#### TÂCHES À RÉALISER:
1 - Traduisez en anglais cette phrase du texte sur l'innovation : « L'organisation n'est donc, par essence, pas innovante. »
2 - Reproduisez à l'identique une partie des entrées : commencez à la ligne qui contient "On this screenshot, the black sneaker" et arrêtez-vous après celle qui contient "[608,251,653,298]".

#### EXTRAIT DU DOCUMENT:
★ ★ ★ ★ ★
Il
m'est souvent arrivé d'être sollicité par des dirigeants
d'institutions, d'organisations et grandes entreprises, à propos de
l'innovation, de ses processus, trucs et astuces. Il est clair que, face à leur exigence de survie, ces dirigeants là souhaitaient en "faire leur miel" pour en faire "leur beurre"... Le souci est
que ce chemin là est impossible. Pourquoi ?
La
caractéristique d'une organisation est de pérenniser, de maintenir,
de rendre stable son projet et sa démarche pour y parvenir. On y
parle de stratégie, de plan d'action, de processus et de déroulés.
L'organisation tend à s'institutionnaliser, c'est à dire à se
stabiliser par le cadre (statut, conventions, règlements, etc.) et par la procédure. Rien de sa démarche n'est à même d'envisager la rupture, car l’innovation EST une rupture.
L'organisation n'est donc, par essence, pas innovante.
★ ★ ★ ★ ★
(Entrées d'une collection)

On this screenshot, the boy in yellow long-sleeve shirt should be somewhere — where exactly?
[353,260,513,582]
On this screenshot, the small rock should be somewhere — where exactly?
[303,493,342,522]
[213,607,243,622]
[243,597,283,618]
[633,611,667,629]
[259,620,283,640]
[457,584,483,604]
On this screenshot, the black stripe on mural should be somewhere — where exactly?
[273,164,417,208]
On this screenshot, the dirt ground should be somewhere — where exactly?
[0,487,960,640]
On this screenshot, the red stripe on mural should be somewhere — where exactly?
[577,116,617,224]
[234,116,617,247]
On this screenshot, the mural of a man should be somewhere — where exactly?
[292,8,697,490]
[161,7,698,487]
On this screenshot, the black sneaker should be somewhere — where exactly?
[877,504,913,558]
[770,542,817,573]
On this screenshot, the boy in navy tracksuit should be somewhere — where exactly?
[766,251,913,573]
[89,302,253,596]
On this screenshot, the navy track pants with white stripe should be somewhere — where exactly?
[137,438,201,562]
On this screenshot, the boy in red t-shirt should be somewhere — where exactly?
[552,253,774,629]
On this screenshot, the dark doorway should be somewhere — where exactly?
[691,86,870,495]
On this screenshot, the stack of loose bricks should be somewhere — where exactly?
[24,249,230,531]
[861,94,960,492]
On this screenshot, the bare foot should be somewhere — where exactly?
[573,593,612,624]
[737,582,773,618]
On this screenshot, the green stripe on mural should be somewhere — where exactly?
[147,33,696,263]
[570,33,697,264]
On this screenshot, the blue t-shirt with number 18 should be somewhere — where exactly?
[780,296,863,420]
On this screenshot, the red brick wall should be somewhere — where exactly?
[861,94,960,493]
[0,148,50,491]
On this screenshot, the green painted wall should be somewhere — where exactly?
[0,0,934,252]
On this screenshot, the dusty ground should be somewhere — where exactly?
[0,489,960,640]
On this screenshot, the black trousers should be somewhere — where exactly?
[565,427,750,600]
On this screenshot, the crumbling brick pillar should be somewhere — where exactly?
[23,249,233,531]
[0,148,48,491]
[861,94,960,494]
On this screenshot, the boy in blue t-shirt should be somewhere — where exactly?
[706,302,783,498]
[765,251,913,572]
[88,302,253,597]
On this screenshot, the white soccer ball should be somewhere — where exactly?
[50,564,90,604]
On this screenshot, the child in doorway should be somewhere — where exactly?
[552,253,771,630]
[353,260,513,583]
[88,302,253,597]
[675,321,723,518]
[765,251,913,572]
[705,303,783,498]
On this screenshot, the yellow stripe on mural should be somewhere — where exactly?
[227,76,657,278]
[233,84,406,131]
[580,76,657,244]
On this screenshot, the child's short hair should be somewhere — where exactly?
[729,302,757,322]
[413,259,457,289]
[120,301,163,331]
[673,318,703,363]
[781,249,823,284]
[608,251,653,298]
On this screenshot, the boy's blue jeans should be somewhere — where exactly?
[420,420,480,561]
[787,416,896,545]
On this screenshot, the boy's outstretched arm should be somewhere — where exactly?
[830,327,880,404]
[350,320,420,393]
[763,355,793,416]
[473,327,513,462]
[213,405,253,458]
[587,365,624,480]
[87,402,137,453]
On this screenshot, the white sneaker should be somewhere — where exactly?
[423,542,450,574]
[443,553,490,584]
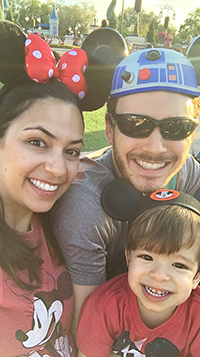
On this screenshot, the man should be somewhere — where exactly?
[52,48,200,326]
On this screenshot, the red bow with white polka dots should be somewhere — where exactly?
[25,34,88,99]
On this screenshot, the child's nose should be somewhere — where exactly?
[149,262,170,281]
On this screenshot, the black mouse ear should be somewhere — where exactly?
[81,27,128,111]
[194,187,200,202]
[187,36,200,86]
[101,179,143,221]
[0,21,26,84]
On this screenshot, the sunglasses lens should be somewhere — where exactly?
[117,115,155,138]
[161,119,196,140]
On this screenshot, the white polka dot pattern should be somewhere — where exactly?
[25,34,88,99]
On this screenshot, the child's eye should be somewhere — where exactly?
[29,139,45,148]
[173,263,188,269]
[139,254,153,260]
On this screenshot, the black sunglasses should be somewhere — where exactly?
[111,113,199,140]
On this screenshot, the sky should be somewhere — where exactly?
[61,0,200,27]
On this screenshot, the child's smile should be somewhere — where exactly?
[126,241,199,325]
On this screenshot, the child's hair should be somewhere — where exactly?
[126,205,200,268]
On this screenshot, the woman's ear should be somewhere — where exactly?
[125,248,131,268]
[192,271,200,289]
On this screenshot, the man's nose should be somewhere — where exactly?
[142,127,167,156]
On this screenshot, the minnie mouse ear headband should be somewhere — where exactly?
[0,21,88,99]
[101,179,200,226]
[110,48,200,98]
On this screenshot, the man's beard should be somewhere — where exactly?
[113,135,191,194]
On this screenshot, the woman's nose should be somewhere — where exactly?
[44,154,67,177]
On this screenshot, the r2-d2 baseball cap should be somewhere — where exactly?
[110,48,200,98]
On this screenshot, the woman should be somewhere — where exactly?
[0,20,85,357]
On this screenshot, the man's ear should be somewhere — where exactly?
[105,113,114,145]
[192,271,200,289]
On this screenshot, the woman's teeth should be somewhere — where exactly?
[145,286,169,297]
[136,160,166,170]
[30,179,58,192]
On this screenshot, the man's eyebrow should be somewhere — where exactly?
[24,126,83,144]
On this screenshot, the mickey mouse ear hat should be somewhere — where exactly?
[101,179,200,225]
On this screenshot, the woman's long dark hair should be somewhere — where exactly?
[0,79,82,290]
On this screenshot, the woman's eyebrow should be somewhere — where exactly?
[24,126,57,139]
[24,126,83,144]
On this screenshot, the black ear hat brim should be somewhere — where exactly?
[128,189,200,225]
[101,179,200,225]
[101,179,142,221]
[0,21,26,84]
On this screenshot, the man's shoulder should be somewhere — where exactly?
[72,147,114,192]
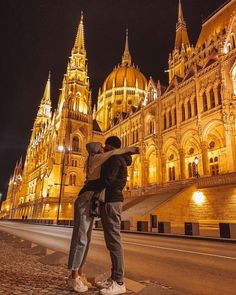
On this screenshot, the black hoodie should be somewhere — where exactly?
[79,154,132,202]
[101,154,132,202]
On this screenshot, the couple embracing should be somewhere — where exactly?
[68,136,139,295]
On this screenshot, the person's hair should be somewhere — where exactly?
[105,136,121,149]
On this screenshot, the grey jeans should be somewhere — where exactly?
[100,202,124,282]
[68,191,94,270]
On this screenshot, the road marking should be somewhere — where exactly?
[122,241,236,260]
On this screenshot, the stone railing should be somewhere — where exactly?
[197,172,236,188]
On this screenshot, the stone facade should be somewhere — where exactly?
[1,0,236,219]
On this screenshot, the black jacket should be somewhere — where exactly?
[101,154,132,202]
[79,154,132,202]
★ ★ ★ ★ ★
#### RÉSULTATS DE L'EXERCICE:
1 - The organization is therefore, by its very nature, not innovative.

2 -
On this screenshot, the black sneaker should be somewhere — where exactly?
[877,504,913,558]
[770,542,817,573]
On this screenshot, the boy in navy tracksuit should be somewhere — where exactly?
[766,251,913,573]
[89,302,253,596]
On this screenshot, the navy track pants with white stripe should be somewhere — where exactly?
[137,438,201,562]
On this screenshot, the boy in red t-shirt should be somewhere — where exactly?
[552,253,774,629]
On this screenshot, the dark doorway should be somewhere — where exactly?
[691,86,870,495]
On this screenshot, the stack of loose bricks should be somewhere — where exactly?
[24,249,230,531]
[861,94,960,492]
On this screenshot, the bare foot should be somewhere — where exactly?
[573,593,612,624]
[737,582,773,618]
On this screenshot, the green stripe on mural should be somewhere — where exactly?
[147,33,696,263]
[570,33,697,264]
On this screenshot, the blue t-shirt with number 18 should be somewhere — where exactly?
[780,296,863,420]
On this screenshot, the red brick wall should be somewhere — where exactly?
[861,94,960,493]
[0,148,50,491]
On this screenshot, the green painted wall should be somewhere — where exactly?
[0,0,934,252]
On this screenshot, the dusty ground should be somewhere — where exactly?
[0,489,960,640]
On this screenshot, the black trousers should be somewhere — where exactly?
[565,427,750,600]
On this screenshot, the crumbling brick pillar should be somewhere — where exactly?
[23,249,233,531]
[0,148,48,491]
[861,94,960,494]
On this screenshot, the boy in blue t-shirt should be somewhere — where exactly?
[706,302,783,498]
[765,251,913,572]
[88,302,253,597]
On this screenshot, the white soccer ball should be somewhere — where exactly?
[50,564,90,604]
On this screenshot, the child in doorway should be somewhere — where exactly?
[552,253,771,630]
[353,260,513,583]
[88,302,253,597]
[675,321,723,518]
[765,251,913,572]
[705,303,783,498]
On this screenshot, the yellow stripe on mural should be somewhere — where exactly?
[227,76,657,278]
[233,84,406,131]
[580,76,657,244]
On this screenshot, the child's short hair should be somewhere — where exactly?
[729,302,757,322]
[413,259,457,289]
[120,301,163,331]
[673,318,703,363]
[781,249,823,284]
[608,251,653,298]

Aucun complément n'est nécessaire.